_EXERCISES_
1/ For each statement, say whether the article on the funeral business supports it, answering yes or no and quoting the deciding words. (a) In 1970, a funeral-industry publication predicted that services would be held without a body present. (b) Fewer Americans now choose corpse-free memorial services over funerals. (c) Janet Monge will miss dead bodies when they are gone.
2/ List every means of dealing with dead bodies that the article on the funeral business names.
3/ Reproduce the article on the funeral business from "The wheels are" to "and the grave.".
(PASSAGE TO READ begins)
The Death of the Funeral Business

The wheels are coming off the funeral business as God takes a backseat to online memorials, Facebook messages and "life celebrations." How we're blurring the line between life and the grave.

Way back in 1970, a funeral-industry publication predicted that before long, American funeral traditions would collapse completely, and services would take place without the presence of a body. This has proven prescient: Today, more and more Americans opt for corpse-free “memorial services” instead of funerals. We’ve gone from celebrating Christ’s triumph over the grave to chuckling at poor Uncle Fred’s golf game.

It’s understandable. The reality is harsh. We dispose of our dead because we have no choice: Eventually they stink, and they spread disease. Down through the ages, various means of dealing with dead bodies evolved: We’ve covered them with stones, buried them, floated them away, engulfed them in flames, let birds pick them apart. What remains after that is picked apart by people like Janet Monge, who, unlike most of us, will miss dead bodies when they’re gone.
(PASSAGE TO READ ends)
(EXTRACTED DATA begins)
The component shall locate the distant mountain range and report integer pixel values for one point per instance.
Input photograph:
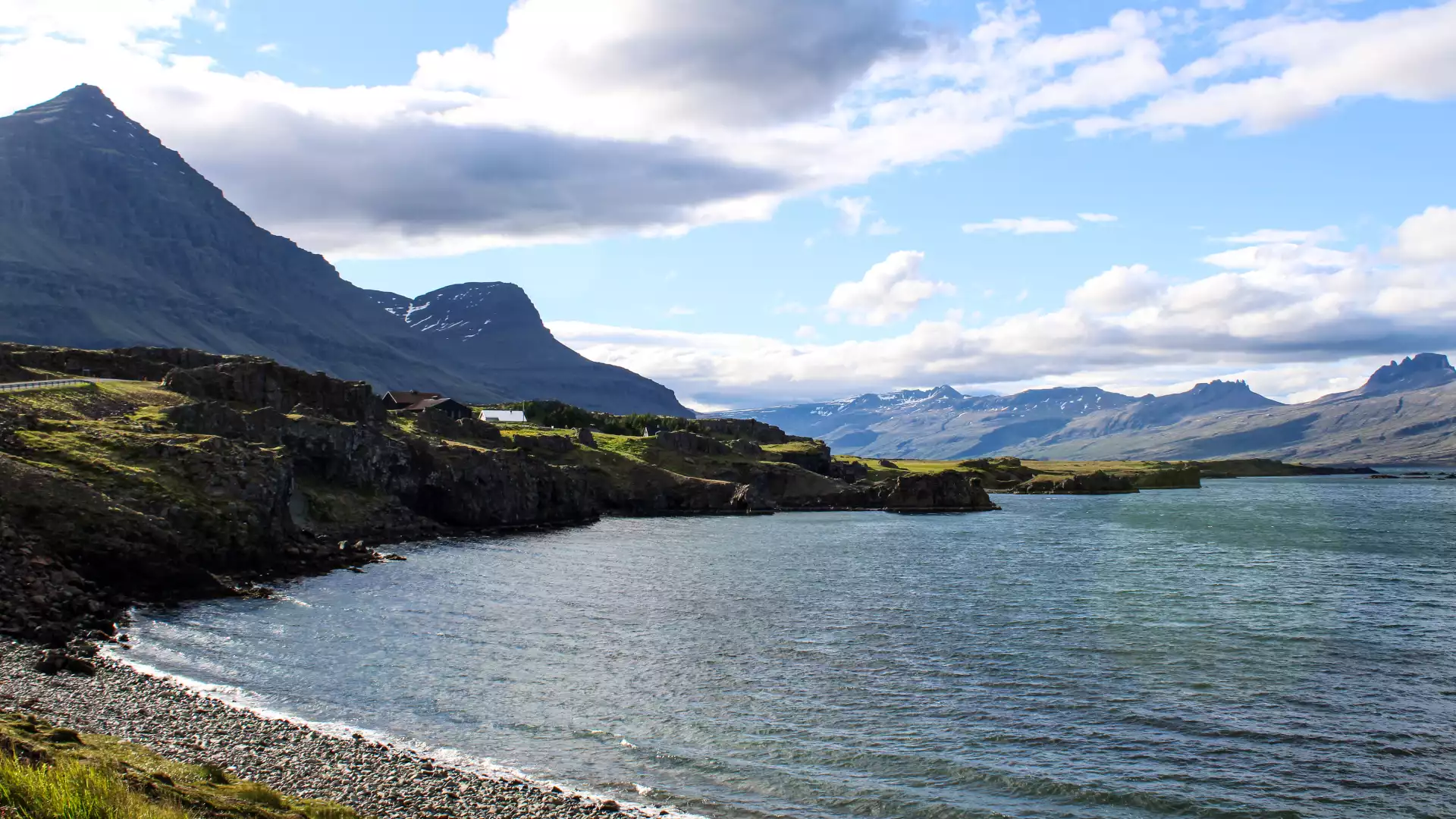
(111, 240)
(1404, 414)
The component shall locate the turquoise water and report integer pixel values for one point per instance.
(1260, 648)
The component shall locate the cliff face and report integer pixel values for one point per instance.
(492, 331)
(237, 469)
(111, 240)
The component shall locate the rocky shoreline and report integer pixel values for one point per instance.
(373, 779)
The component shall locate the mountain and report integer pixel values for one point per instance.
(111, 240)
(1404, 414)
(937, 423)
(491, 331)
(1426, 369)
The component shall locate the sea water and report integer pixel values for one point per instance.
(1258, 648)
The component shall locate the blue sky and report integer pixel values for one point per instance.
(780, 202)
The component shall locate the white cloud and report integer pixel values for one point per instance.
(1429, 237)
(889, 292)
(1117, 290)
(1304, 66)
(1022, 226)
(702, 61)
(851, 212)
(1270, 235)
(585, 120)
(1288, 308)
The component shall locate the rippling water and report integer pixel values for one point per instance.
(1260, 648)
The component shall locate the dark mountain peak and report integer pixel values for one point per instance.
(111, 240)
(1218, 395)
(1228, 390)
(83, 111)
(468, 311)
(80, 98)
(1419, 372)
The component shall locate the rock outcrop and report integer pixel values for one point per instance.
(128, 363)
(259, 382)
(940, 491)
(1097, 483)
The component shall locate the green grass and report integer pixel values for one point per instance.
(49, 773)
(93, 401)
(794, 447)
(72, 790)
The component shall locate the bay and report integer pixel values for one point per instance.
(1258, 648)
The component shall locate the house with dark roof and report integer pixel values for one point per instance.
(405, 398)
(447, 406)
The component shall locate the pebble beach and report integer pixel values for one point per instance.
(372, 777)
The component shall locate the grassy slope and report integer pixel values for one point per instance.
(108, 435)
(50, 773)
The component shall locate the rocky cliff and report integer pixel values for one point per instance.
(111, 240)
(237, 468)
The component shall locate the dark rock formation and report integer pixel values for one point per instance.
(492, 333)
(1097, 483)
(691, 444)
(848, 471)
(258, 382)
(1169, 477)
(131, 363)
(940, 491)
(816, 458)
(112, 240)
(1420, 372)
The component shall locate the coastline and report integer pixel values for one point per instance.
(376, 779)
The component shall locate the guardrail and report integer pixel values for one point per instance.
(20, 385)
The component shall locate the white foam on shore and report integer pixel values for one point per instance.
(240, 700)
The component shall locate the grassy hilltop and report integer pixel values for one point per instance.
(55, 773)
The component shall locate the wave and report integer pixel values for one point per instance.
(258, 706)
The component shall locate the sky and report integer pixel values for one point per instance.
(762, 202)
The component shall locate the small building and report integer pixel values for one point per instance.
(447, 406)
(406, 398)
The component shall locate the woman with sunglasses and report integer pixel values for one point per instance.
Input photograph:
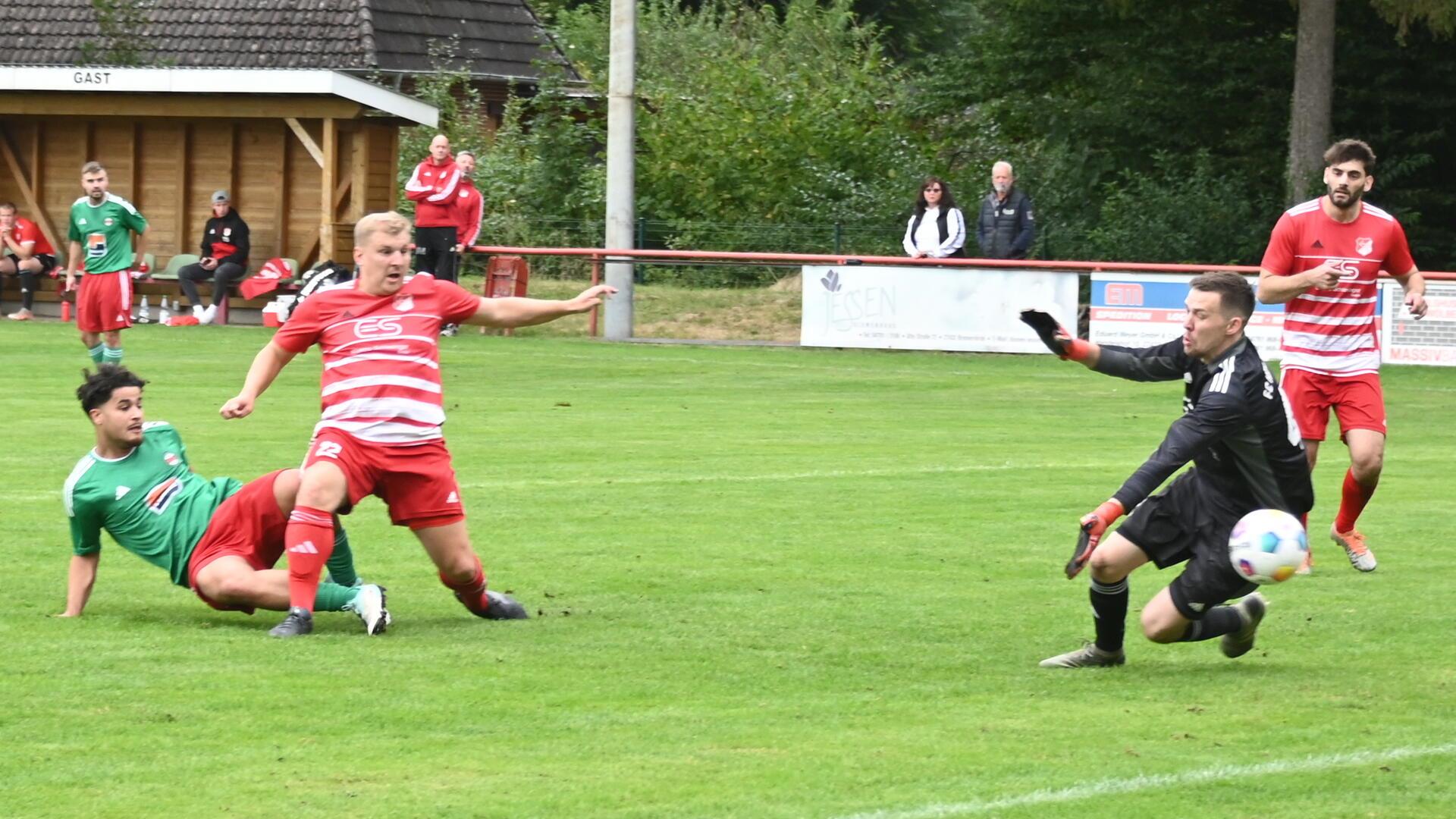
(EXTRACTED DATA ends)
_RESULTS OF THE EXERCISE_
1/
(a) Yes: "Way back in 1970, a funeral-industry publication predicted that before long, American funeral traditions would collapse completely, and services would take place without the presence of a body."
(b) No: "Today, more and more Americans opt for corpse-free “memorial services” instead of funerals."
(c) Yes: "people like Janet Monge, who, unlike most of us, will miss dead bodies when they’re gone."

2/
- covered them with stones
- buried them
- floated them away
- engulfed them in flames
- let birds pick them apart

3/
The wheels are coming off the funeral business as God takes a backseat to online memorials, Facebook messages and "life celebrations." How we're blurring the line between life and the grave.